WORK REQUIRED: Where does "jacket" occur in the listing? Copy every line that holds it.

SUPPLIED DATA:
++++++++++++++++++++

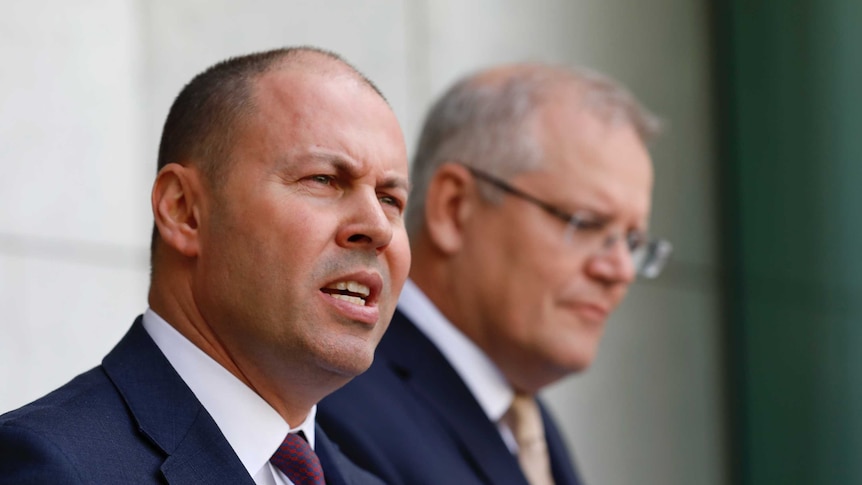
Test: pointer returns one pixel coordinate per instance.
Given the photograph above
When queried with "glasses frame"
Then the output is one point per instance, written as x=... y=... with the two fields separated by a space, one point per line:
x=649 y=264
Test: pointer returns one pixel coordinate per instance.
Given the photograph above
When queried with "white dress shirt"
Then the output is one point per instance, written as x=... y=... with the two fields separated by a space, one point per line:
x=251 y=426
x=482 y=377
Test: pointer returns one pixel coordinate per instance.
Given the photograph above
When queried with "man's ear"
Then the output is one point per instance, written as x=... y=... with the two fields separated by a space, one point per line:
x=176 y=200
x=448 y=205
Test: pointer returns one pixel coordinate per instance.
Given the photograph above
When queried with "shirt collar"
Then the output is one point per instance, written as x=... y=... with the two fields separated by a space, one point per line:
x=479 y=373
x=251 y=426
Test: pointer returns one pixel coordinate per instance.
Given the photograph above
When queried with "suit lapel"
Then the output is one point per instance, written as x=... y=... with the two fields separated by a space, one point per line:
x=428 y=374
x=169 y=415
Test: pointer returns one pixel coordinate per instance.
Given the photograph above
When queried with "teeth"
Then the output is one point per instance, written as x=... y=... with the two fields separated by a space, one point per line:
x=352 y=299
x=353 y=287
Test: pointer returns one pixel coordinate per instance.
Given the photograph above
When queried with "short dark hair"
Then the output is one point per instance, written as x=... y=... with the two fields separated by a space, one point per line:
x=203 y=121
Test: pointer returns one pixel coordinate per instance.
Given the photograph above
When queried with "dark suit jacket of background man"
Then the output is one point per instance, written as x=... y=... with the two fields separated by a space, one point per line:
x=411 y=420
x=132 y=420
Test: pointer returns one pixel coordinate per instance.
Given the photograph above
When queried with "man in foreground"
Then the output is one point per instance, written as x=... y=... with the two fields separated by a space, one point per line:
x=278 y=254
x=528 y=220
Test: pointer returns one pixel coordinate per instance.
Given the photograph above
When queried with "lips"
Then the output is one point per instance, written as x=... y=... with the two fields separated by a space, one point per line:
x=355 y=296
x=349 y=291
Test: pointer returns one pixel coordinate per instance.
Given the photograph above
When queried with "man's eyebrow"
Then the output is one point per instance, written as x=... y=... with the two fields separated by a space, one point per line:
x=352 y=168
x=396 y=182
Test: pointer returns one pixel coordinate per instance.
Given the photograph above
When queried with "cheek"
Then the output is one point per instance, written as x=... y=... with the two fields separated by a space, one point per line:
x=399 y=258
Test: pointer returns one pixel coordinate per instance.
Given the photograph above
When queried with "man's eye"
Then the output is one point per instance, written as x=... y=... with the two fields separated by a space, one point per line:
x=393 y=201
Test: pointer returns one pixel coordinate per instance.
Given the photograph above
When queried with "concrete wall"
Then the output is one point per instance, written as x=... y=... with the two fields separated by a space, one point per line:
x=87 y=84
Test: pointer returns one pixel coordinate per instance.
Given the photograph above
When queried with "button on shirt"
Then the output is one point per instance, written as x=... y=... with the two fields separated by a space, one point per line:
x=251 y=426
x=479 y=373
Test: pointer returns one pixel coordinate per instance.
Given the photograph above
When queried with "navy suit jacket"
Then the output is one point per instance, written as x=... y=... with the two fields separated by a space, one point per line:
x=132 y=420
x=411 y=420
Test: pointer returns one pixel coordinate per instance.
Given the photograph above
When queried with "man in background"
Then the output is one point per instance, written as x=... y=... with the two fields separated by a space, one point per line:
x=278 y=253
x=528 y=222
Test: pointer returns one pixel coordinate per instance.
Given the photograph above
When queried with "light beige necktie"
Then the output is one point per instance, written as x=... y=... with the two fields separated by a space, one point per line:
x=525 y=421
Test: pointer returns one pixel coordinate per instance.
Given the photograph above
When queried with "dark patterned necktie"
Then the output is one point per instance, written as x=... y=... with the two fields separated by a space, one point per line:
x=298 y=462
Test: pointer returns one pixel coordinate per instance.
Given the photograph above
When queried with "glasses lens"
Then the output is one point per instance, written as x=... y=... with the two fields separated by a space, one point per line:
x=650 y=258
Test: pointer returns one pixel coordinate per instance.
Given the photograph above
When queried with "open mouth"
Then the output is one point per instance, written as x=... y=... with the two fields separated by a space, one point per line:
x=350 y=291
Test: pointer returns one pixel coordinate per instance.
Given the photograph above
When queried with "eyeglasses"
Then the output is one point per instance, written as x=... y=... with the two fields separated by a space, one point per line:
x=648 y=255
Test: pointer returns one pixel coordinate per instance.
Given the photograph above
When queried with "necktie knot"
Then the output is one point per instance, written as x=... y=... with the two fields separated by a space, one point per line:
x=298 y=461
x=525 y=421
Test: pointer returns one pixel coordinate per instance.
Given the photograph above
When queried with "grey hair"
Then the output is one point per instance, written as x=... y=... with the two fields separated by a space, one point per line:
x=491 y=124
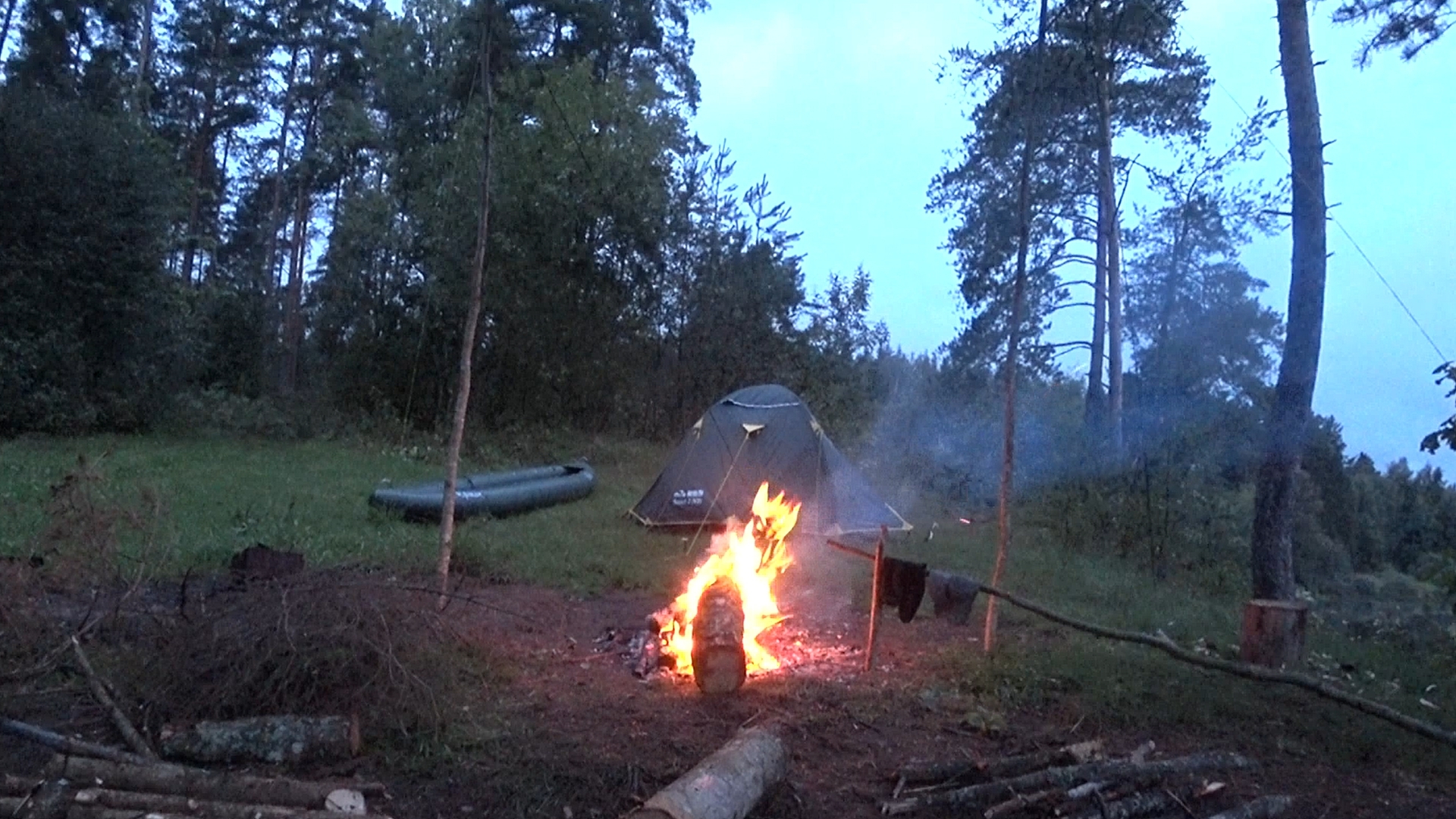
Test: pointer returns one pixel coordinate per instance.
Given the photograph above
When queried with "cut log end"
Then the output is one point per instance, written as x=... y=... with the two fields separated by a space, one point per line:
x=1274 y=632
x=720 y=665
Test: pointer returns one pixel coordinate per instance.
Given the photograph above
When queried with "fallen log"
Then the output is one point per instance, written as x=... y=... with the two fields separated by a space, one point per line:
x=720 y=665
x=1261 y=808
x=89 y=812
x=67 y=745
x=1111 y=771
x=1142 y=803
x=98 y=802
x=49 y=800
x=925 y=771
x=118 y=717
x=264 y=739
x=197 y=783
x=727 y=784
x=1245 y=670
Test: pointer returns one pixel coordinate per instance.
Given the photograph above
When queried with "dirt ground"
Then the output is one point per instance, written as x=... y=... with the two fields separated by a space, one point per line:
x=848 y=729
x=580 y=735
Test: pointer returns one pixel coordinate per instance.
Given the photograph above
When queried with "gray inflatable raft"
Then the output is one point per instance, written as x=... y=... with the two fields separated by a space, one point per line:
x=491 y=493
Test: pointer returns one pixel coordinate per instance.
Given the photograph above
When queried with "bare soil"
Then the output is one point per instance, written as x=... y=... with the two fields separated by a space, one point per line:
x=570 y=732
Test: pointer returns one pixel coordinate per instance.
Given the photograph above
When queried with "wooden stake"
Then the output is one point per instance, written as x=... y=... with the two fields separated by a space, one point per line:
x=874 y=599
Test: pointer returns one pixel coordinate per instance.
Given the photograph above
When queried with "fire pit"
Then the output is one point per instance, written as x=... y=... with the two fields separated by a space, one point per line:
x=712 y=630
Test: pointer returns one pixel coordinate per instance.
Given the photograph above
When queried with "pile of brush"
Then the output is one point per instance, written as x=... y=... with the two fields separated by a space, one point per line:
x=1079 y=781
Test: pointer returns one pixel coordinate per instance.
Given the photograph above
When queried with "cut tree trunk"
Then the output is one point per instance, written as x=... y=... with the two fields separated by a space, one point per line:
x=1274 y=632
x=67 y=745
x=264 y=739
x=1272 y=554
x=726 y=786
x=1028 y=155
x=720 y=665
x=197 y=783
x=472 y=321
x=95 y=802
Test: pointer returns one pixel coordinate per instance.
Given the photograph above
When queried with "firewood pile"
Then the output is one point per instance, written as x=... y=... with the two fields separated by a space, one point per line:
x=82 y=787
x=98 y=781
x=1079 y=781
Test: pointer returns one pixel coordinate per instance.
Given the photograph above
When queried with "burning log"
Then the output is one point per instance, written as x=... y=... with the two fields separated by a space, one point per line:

++++++++++++++++++++

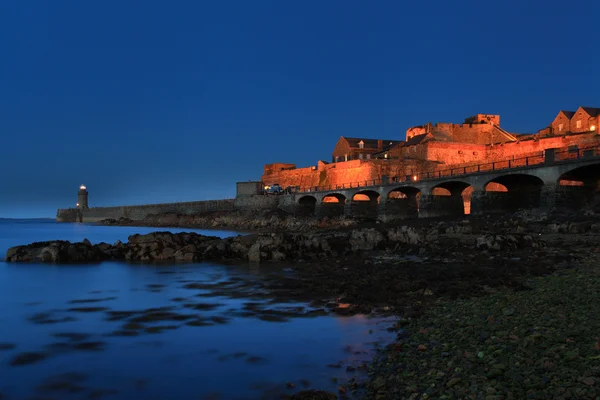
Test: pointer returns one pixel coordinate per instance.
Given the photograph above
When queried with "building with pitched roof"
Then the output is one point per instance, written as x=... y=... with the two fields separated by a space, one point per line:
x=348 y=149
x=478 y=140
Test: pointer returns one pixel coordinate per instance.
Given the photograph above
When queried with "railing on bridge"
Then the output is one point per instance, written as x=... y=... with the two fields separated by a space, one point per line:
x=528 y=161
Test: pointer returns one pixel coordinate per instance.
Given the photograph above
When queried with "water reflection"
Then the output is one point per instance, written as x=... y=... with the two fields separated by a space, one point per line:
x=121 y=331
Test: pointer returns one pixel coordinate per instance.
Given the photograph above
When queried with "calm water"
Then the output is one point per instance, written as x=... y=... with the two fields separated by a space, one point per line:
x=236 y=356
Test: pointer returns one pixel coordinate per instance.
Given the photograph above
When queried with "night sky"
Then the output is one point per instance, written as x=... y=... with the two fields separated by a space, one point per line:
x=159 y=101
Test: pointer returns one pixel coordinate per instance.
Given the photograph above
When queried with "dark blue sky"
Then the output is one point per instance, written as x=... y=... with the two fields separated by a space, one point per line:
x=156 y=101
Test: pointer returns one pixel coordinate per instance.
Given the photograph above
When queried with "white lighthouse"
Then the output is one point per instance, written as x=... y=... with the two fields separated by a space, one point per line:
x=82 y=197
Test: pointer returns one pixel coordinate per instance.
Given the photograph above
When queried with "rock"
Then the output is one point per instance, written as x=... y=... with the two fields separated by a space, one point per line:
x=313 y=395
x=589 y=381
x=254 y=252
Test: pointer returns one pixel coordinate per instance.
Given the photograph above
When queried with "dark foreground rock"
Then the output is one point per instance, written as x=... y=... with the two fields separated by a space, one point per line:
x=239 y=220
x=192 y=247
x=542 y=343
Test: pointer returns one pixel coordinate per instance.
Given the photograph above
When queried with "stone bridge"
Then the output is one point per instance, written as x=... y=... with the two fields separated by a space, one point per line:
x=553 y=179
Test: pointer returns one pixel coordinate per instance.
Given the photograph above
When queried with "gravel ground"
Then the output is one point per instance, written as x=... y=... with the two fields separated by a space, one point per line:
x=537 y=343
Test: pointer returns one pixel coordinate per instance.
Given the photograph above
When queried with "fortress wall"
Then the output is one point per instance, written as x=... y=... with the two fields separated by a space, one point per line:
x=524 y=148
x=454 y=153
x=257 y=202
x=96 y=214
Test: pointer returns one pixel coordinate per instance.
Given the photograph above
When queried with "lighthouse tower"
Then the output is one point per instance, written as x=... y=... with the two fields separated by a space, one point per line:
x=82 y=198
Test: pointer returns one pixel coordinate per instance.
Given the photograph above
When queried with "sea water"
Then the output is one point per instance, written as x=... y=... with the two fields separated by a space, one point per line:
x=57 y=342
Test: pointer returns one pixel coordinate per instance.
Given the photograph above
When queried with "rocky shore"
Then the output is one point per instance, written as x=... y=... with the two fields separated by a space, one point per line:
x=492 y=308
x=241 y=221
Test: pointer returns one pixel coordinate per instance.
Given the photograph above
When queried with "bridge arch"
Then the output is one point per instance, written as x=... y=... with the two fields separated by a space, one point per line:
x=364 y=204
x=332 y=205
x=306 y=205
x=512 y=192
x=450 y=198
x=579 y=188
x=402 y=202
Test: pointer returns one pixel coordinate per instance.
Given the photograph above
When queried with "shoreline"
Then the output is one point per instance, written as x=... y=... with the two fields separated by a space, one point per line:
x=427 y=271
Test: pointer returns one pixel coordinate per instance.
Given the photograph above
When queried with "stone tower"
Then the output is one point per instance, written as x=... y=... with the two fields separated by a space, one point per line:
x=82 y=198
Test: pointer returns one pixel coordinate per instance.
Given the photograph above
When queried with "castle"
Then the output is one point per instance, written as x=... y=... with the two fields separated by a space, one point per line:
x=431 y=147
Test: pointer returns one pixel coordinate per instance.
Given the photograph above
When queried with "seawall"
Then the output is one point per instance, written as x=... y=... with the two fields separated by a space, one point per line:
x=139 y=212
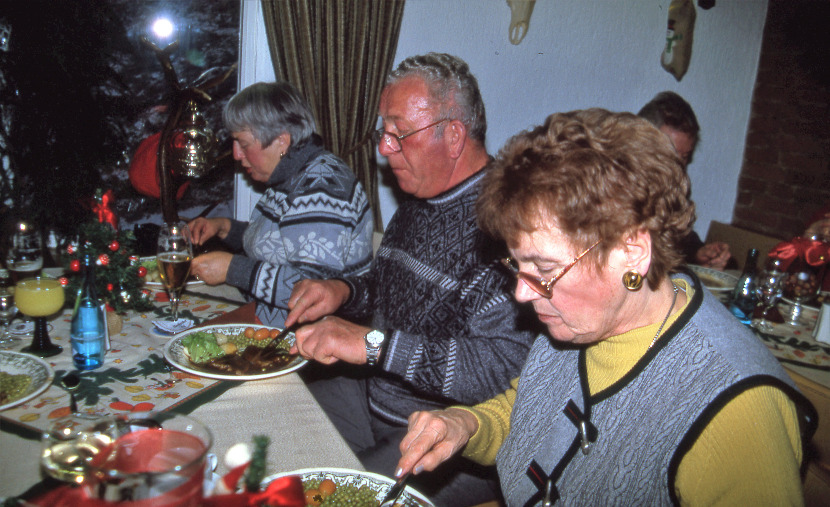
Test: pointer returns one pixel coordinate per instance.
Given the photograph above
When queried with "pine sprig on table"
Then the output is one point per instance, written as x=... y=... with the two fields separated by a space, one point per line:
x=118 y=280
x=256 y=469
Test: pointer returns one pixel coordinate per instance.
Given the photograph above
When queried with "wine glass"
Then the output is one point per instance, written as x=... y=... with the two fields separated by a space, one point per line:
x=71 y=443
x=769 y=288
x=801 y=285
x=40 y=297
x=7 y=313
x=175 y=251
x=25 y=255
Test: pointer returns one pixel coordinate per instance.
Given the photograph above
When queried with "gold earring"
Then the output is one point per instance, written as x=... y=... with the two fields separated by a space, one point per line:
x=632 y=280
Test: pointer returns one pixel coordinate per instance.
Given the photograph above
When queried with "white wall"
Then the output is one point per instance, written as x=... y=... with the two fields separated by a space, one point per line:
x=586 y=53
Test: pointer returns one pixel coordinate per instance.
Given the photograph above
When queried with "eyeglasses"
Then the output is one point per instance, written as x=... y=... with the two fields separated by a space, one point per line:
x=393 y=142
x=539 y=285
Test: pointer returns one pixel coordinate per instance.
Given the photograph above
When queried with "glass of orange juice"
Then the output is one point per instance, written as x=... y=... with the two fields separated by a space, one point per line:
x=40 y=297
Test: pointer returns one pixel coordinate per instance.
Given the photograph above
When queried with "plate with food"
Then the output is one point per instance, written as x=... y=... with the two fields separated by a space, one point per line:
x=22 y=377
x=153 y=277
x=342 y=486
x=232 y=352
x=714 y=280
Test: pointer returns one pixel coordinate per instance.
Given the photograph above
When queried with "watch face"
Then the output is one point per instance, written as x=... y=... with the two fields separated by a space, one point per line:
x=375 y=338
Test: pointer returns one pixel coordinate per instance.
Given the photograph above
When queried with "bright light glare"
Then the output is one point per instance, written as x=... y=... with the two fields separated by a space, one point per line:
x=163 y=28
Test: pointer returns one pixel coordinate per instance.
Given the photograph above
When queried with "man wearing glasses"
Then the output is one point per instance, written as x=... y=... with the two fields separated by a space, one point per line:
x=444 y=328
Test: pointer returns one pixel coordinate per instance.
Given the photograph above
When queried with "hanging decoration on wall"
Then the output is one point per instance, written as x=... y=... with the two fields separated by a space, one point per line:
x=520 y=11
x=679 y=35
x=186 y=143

++++++++++++++++++++

ANSWER AREA:
When queried with "dark suit jacket of background man"
When queried with "navy suit jacket"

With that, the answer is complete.